** Opening Quoted passage block **
Home » Nine States Sue to Block EPA Clean Air Rules
Attorneys General from nine eastern states have filed suit in federal appeals court to block newly issued Environmental Protection Agency air-pollution rules, contending the regulations will make the air dirtier.
The suit, filed Dec. 31 in the U.S. Court of Appeals for the D.C. Circuit, challenges EPA regulations covering "New Source Review" requirements. New Source Review determines when upgrades to coal-fired powerplants, refineries and other industrial facilities are big enough to require installation of new pollution-control equipment.
Plaintiffs include the attorneys general from New York, Connecticut, Maine, Maryland, Massachusetts, New Hampshire, New Jersey, Rhode Island and Vermont. Eight of the AGs are Democrats; the ninth, New Hampshire's Acting AG, Stephen J. Judge, says he isn't an elected official and has no party affiliation.
** Closing Quoted passage block **
- _What the exercise asks_: Return the full news report on the nine-state lawsuit against EPA air rules word for word. The items are separate material with no connection to the news report.
** Opening Dataset entries block **
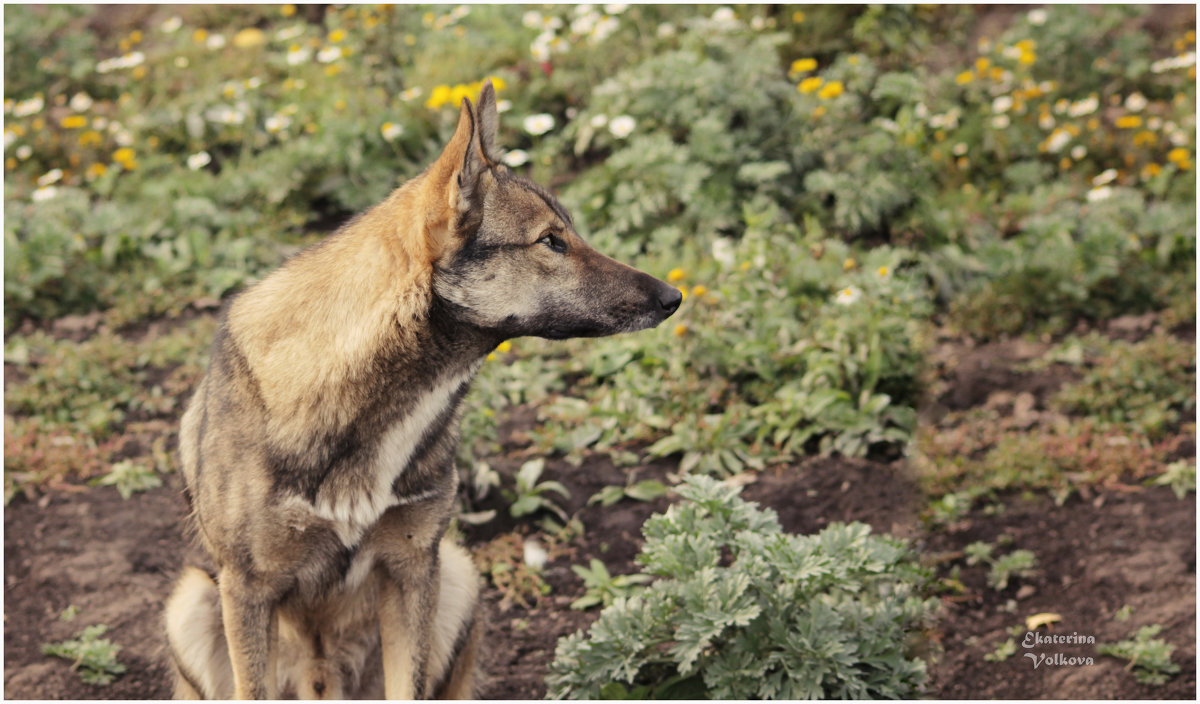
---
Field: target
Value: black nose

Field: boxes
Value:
[659,285,683,315]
** Closing Dataset entries block **
- _Answer for the task_:
Home » Nine States Sue to Block EPA Clean Air Rules
Attorneys General from nine eastern states have filed suit in federal appeals court to block newly issued Environmental Protection Agency air-pollution rules, contending the regulations will make the air dirtier.
The suit, filed Dec. 31 in the U.S. Court of Appeals for the D.C. Circuit, challenges EPA regulations covering "New Source Review" requirements. New Source Review determines when upgrades to coal-fired powerplants, refineries and other industrial facilities are big enough to require installation of new pollution-control equipment.
Plaintiffs include the attorneys general from New York, Connecticut, Maine, Maryland, Massachusetts, New Hampshire, New Jersey, Rhode Island and Vermont. Eight of the AGs are Democrats; the ninth, New Hampshire's Acting AG, Stephen J. Judge, says he isn't an elected official and has no party affiliation.